- [Rows]:

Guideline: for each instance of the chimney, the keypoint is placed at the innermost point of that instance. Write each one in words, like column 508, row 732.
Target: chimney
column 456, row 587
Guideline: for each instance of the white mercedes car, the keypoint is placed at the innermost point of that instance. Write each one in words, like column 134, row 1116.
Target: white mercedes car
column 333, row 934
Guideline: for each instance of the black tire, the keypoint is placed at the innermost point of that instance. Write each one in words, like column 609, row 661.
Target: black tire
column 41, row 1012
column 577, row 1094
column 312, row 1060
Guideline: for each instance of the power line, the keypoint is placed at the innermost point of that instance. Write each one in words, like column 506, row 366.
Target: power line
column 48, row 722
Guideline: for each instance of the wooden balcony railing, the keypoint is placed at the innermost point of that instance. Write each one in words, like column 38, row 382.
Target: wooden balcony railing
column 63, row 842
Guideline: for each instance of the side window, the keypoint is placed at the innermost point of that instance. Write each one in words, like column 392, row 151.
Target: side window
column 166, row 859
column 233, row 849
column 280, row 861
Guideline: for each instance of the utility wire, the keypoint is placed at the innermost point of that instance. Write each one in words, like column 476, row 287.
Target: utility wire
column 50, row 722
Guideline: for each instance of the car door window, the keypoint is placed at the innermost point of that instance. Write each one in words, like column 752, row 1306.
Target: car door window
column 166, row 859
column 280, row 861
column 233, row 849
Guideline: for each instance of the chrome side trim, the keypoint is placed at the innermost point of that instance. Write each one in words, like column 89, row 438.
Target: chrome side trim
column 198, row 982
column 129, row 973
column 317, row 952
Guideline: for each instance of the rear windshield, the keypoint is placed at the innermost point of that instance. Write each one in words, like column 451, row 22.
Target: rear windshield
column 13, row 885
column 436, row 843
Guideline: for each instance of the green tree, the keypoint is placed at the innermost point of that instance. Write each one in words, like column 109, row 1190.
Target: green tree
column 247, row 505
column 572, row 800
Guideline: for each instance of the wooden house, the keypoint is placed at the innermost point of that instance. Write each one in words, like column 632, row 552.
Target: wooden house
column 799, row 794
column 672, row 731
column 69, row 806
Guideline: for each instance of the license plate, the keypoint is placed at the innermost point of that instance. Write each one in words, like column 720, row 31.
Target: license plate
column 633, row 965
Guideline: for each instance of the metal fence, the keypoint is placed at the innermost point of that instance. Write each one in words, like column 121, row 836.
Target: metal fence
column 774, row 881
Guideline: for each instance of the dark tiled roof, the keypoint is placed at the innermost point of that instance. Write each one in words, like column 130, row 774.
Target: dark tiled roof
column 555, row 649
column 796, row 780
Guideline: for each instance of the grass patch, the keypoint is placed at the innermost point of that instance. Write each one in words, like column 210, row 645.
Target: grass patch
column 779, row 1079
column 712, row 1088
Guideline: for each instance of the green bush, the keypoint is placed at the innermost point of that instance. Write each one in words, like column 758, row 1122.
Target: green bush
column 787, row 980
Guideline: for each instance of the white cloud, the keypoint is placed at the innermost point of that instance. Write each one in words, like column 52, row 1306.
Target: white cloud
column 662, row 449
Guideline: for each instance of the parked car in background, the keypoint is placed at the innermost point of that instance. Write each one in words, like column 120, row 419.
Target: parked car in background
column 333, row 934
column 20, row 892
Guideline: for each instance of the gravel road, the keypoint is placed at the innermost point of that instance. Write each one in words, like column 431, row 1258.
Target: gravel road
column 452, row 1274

- [Exercise brief]: Revise all of the records above by changing each "innermost" to "centermost" and keeping everything else the same.

- [Completed exercise]:
Guideline: for each instance of the chimney, the keypoint is placed at the centermost point of that instance. Write each one in words, like column 508, row 732.
Target: chimney
column 456, row 587
Guideline: for each instance of the white mercedes car, the keypoint is placed at the centermost point of that instance. Write each one in words, like column 134, row 1116.
Target: white mercedes car
column 333, row 934
Guideline: for each instance of the black tire, the keypoint is placed at the centermost point of that instance. Write each one in words, like column 609, row 661.
Target: black tire
column 41, row 1012
column 577, row 1094
column 312, row 1060
Guideline: for each instance of the power line, the keypoint is placed at the centermost point of that instance. Write each one in words, like column 506, row 366.
Target: power line
column 48, row 722
Guideline: for each instance of the wooden balcony railing, the keypoint is placed at the centermost point of that instance. Write each one in words, like column 38, row 382.
Target: wooden balcony railing
column 63, row 842
Guideline: for each instance of the side window, the keypoint is placed at the centermost point of that instance. Write each one in words, like column 392, row 151.
Target: side window
column 166, row 859
column 233, row 849
column 280, row 861
Guideline: for each instance of the utility wire, the keypoint is placed at the centermost point of that instance. Write each one in words, like column 476, row 287.
Target: utility wire
column 50, row 722
Guideline: for each instance of the car door window, the keypoint is placed at the centermost point of that instance. Write each one in words, like column 752, row 1306.
Target: car door window
column 166, row 859
column 280, row 861
column 233, row 849
Guideline: for each instance of the chrome side trim, the keypoint is placed at the centermost point of that instance. Write each one in words, like column 89, row 438.
Target: chrome side trim
column 198, row 982
column 129, row 973
column 317, row 952
Guideline: for each instance of the rear windshield, the keypoint is placed at the centermost point of that instance. Write each one in words, like column 451, row 22.
Target: rear windshield
column 13, row 885
column 436, row 843
Guideline: for each instance of the green tree, the keypoint is placed at the centermost point of that instance. Write each one in words, like column 109, row 1190.
Target: green tree
column 247, row 505
column 572, row 800
Guideline: for each instance of the wooden house, the keypoint is placed at the centermost point of that instance. Write each one in words, like column 632, row 552.
Target: wooden house
column 799, row 794
column 672, row 731
column 69, row 806
Guideline: for each instance of the license plate, the keypoint is placed at the centermost point of that instance. Write each one in words, like column 720, row 31.
Target: license plate
column 633, row 965
Guideline: for each instance of the metal fence, the keypoint is placed at the centermost point of that instance. Write each one in words, like column 121, row 836.
Target: metal fence
column 774, row 881
Guideline: for each instance of the dark tiled roof, the keypoint is placed at the centermost point of that instance. Write each one in words, like column 130, row 774.
Target: dark tiled roof
column 555, row 649
column 796, row 780
Guideline: for each instance of the grass patch, the keypoint is placed at the centermost point of that instance. Write each one in words, like column 210, row 645.
Target: grass patch
column 779, row 1079
column 712, row 1088
Guideline: for each instance of the green bush, the keypoint is placed at the centermost point of that instance. Write each one in words, like column 758, row 1122.
Target: green bush
column 787, row 980
Guideline: for each instance of the white cloud, the keypoint is placed at the centermost point of that instance. Write each one in words, like column 52, row 1306.
Target: white cloud
column 662, row 449
Guideline: for each instance of the parked car in background, the keypoint is placed at the centermost point of that instance. Write each one in words, like column 120, row 419.
Target: parked car in background
column 333, row 934
column 20, row 892
Guideline: for each instance of the gravel road, the keypoint is placed at the centermost point of that instance. Write each one in words, like column 431, row 1258.
Target: gravel road
column 452, row 1274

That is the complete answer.